**PASSAGE SHOWN**.
##############################

# any suggestions for mods on a 94 b13??



## 22b13 (Feb 16, 2011)

i have a 94 b 13 ga16de and i want to make it better than it already is i like how the car looks but a would like to get a bit more out of it performance wise with out swaping in a sr20 wich would b nice but dont want to do...
any suggestions>>>>


----------



## smj999smj (Jan 1, 2006)

How bout adding a turbo kit?


----------



## 22b13 (Feb 16, 2011)

yeah dats the last thing i would get for it but wat about the tranny any swaps or different gears to put in it????


----------



## tlhingan (Jun 8, 2009)

Actually, if you're considering a turbo kit, you should do that first.
Most of the other mods you could do like a lighter pulley or a 4-2-1 header would have to come off the car for a turbo to go in.
I haven't heard of anybody swapping just the tranny. You have a manual or auto?


----------



## 22b13 (Feb 16, 2011)

i have a 5speed manual... i was think bout putting i tranny from a sedan they have more torque dont they....


----------



## jdg (Aug 27, 2009)

22b13 said:


> i have a 5speed manual... i was think bout putting i tranny from a sedan they have more torque dont they....


Transmission don't make torque.


----------



## tlhingan (Jun 8, 2009)

##############################

**RECORDS PROVIDED**.
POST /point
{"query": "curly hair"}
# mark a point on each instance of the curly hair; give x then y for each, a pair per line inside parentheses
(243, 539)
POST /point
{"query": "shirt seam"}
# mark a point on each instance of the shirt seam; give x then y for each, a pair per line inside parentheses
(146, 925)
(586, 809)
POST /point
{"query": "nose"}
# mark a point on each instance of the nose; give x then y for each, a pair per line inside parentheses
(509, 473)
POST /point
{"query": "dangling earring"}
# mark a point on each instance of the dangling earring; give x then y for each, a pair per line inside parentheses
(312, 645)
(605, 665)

##############################

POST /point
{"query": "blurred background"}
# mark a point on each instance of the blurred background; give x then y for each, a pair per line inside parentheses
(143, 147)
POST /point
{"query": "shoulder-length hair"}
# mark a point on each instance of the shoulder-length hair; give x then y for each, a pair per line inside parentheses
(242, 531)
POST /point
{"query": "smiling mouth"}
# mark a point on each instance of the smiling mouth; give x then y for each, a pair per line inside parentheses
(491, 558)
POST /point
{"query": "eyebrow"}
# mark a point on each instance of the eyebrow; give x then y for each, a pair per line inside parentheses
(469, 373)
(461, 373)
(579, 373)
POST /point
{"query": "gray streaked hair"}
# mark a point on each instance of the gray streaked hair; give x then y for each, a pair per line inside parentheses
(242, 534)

##############################

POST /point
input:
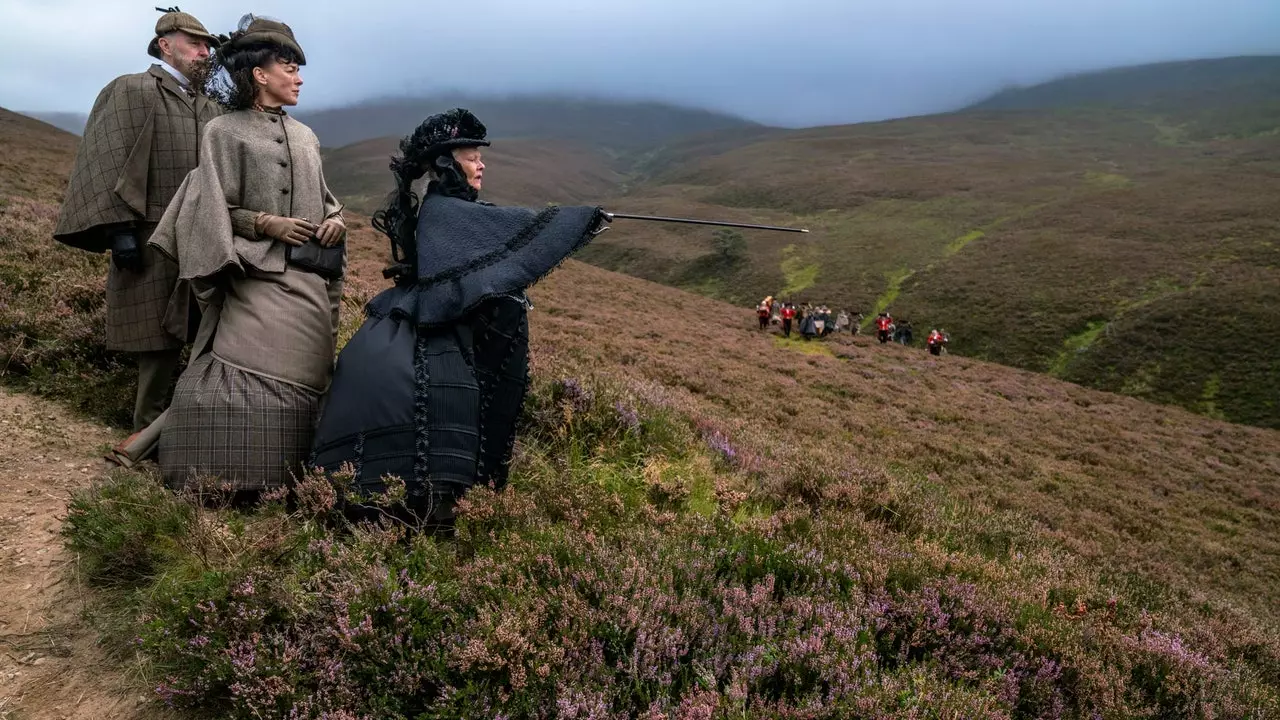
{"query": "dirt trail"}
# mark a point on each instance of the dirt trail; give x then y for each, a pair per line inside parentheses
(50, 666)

##############################

**ACTIONS TO TAKE**.
a. Answer from the forum thread about the 94 B13:
(i) What engine is in the original poster's car?
(ii) Which two mods does tlhingan say would have to come off the car for a turbo to go in?
(iii) What kind of transmission does the original poster say the car has?
b. Translate this sentence from the forum thread about the 94 B13 into Spanish: "Most of the other mods you could do like a lighter pulley or a 4-2-1 header would have to come off the car for a turbo to go in."

**THE REPLIES**.
a.
(i) A ga16de.
(ii) A lighter pulley and a 4-2-1 header.
(iii) A 5-speed manual.

b. La mayoría de las otras modificaciones que podrías hacer, como una polea más ligera o un múltiple de escape 4-2-1, tendrían que quitarse del auto para poder instalar un turbo.